Given text -
Peter McVerry Trust to take over youth homeless facility

Dublin 8 unit will continue to serve 18 to 26-year-olds and will remain ‘drug free’ chief executive Pat Doyle says

  Fr Peter McVerry. His trust will next week take over the running of St Catherine’s Foyer, near St James’s Hospital in Dublin. Photograph: Matt Kavanagh

Fr Peter McVerry. His trust will next week take over the running of St Catherine’s Foyer, near St James’s Hospital in Dublin. Photograph: Matt Kavanagh

Fri, Aug 16, 2013, 01:00


The Peter McVerry Trust has moved to dispel fears over changes to a homeless hostel in Dublin’s southwest inner city.

The trust will next week take over the running of St Catherine’s Foyer, a Dublin City Council-owned facility for homeless young people on Marrowbone Lane, near St James’s Hospital in Dublin 8.

The 48-bed unit opened in 2004 under the management of Cara Housing Association as a drug-free, supported housing facility for 18- to 26-year-olds. However, the association is ending its management of the facility next week, after which it will be run by the the Peter McVerry Trust.

City councillors and local community representatives had raised concerns that the unit, which is part of a sports and community facility, would be used by older homeless people, some of whom could have alcohol or drug problems, or criminal records.

Activity 1 - In the news article about St Catherine's Foyer, which organization managed the unit when it opened in 2004?
Activity 2 - Extend the news article about the Peter McVerry Trust taking over St Catherine's Foyer, picking up after its final paragraph.

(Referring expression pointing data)
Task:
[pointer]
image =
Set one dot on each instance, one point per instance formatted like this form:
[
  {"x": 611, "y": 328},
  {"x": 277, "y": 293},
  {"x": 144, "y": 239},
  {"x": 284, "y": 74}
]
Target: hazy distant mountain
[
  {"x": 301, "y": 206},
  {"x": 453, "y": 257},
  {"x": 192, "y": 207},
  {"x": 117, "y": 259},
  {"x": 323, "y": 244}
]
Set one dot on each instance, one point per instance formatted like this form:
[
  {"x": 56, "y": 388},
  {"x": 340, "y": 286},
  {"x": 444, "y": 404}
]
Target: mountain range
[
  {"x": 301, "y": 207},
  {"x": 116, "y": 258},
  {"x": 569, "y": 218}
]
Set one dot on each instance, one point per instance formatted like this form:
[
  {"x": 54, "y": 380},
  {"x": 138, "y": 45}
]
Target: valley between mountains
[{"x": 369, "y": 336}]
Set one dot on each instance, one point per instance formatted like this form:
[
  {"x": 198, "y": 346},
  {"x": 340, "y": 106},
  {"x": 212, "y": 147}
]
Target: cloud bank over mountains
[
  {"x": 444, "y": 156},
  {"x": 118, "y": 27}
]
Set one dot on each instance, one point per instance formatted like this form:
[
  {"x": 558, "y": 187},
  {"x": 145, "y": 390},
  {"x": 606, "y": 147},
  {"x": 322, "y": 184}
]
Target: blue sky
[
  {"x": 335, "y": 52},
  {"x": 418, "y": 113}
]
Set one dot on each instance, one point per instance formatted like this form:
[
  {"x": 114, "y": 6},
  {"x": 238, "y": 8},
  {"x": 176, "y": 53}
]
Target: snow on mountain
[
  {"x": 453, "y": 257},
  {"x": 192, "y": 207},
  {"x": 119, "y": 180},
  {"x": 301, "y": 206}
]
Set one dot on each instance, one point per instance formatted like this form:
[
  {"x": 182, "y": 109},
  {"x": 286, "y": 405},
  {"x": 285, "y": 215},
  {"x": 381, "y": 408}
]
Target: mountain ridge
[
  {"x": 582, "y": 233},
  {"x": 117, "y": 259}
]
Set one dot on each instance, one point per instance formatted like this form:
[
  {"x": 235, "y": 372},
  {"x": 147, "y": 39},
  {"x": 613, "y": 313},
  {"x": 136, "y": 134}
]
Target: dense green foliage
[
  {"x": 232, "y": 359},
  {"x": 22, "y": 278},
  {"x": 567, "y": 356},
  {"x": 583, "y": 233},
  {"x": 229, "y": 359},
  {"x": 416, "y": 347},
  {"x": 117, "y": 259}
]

Response 1 - Cara Housing Association

Response 2 -
However, trust chief executive Pat Doyle said the unit’s client base would not be changed.

“There is a need in this area for specific provision for young people aged 18 to 26, so this will not be turned into a general provision facility.”

He said the trust had only recently been confirmed as the new service provider for the unit and so had been unable until now to comment on its plans for the facility. The only change would be that young people would be accommodated for a period of six to nine months instead of the current two years.

“The new pathway model for dealing with homelessness is a housing-led approach. The idea is that people would stay with us for six to nine months and then move on to more permanent forms of housing.”

Mr Doyle said the trust was “not in the business of making people homeless”, and so those who were not ready after that point to live independently would be accommodated in some of the trust’s other supported facilities.